» **Bloc de texte**
..............................

J-J. Wittzaele, T. Garcia, J. Coyne, L. Gill, G. Nardonne et les membres de l’équipe de l’Institut Gregory-Bateson nous dressent un tableau historique de l’influence du Mental Research Institute (Mri) et de l’École de Palo Alto tant sur l’Europe francophone que sur la création de l’Institut Gregory-Bateson et nous invitent à partager leur pratique de la thérapie brève dans leurs différents champs d’exercice.
Jean-Jacques Wittzaele et Teresa Garcia
L’Institut Gregory-Bateson (Igb) a été le fruit de la rencontre de deux parcours spécifiques, celui de Jean-Jacques Wittzaele et celui de Teresa Garcia. Ils nous en ont retracé l’historique.
C’est après des études décevantes en psychologie que J.-J. Wittzaele prend ses distances avec une psychologie « individuelle ». Son intérêt pour le secteur de la protection de la jeunesse, sa volonté d’apporter une aide dans un temps court à des jeunes en difficulté, de ne pas les faire sombrer dans le cercle vicieux « violence-sanction », d’apporter des réponses à ces problèmes brûlants sur le plan socio-politique, le conduiront naturellement à s’intéresser à l’École de Palo Alto et aux thérapies brèves et familiales.
Il effectuera ensuite un séjour de formation de trois mois aux États-Unis au sein du Mental Research Institute (Mri), que lui a vallu un passage dans une émission belge lors de laquelle il avait évoqué, en présence d’un ministre, le Mri en ce qu’il expérimentait des moyens et des méthodes depuis de longues années dans les tactiques de changement à temps court. C’est au cours de ce séjour qu’il fera la rencontre déterminante de P. Watzlawick, D. Fisch, J. H Weakland et J. Coyne : « Un tournant dans ma vie, la chance de voir ces gens travailler avec une stratégie minimale : ce sont de petites choses concrètes que les choses peuvent changer. »
C’est dans cette institution qu’il croisera le chemin de T. Garcia.
Mexicaine d’origine, après des études à l’université libre de Bruxelles, elle passera cinq ans au Mri, poussée par sa motivation à travailler avec des familles. C’est à la fin de son séjour qu’elle rencontrera J.-J. Wittzaele et que tous les deux écriront un livre, À la recherche de l’École de Palo Alto (Le Seuil, 1992), et qu’ils se lanceront dans le projet de représenter l’École de Palo Alto en Europe francophone.

..............................

Entrées de données enregistrées
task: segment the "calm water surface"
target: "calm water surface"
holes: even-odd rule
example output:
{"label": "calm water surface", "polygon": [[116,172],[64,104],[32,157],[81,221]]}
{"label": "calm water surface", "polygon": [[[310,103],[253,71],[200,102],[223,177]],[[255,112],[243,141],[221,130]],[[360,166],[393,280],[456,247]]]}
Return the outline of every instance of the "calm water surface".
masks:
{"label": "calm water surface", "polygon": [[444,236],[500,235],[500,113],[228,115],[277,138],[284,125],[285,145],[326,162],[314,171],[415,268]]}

..............................

» **Travail demandé**
(1) Traduisez en anglais la phrase suivante du bloc de texte : « L’Institut Gregory-Bateson (Igb) a été le fruit de la rencontre de deux parcours spécifiques, celui de Jean-Jacques Wittzaele et celui de Teresa Garcia. »
(2) Présentez sous forme de liste les principaux faits du paragraphe du bloc de texte commençant par « C’est après des études décevantes en psychologie ».
(3) Reproduisez à l'identique le passage du bloc de texte situé entre « Jean-Jacques Wittzaele et Teresa » et « ont retracé l’historique. », ces deux extrémités incluses.
Les enregistrements sont issus d'une source distincte.

» **Réponses fournies**
(1) The Gregory-Bateson Institute (Igb) was the result of the meeting of two specific paths, that of Jean-Jacques Wittzaele and that of Teresa Garcia.

(2)
- Après des études de psychologie décevantes, J.-J. Wittzaele prend ses distances avec une psychologie « individuelle ».
- Il s'intéresse au secteur de la protection de la jeunesse et souhaite aider rapidement des jeunes en difficulté.
- Il veut éviter de les faire sombrer dans le cercle vicieux « violence-sanction » et répondre à des problèmes socio-politiques brûlants.
- Ce parcours le conduit vers l'École de Palo Alto ainsi que vers les thérapies brèves et familiales.

(3)
Jean-Jacques Wittzaele et Teresa Garcia
L’Institut Gregory-Bateson (Igb) a été le fruit de la rencontre de deux parcours spécifiques, celui de Jean-Jacques Wittzaele et celui de Teresa Garcia. Ils nous en ont retracé l’historique.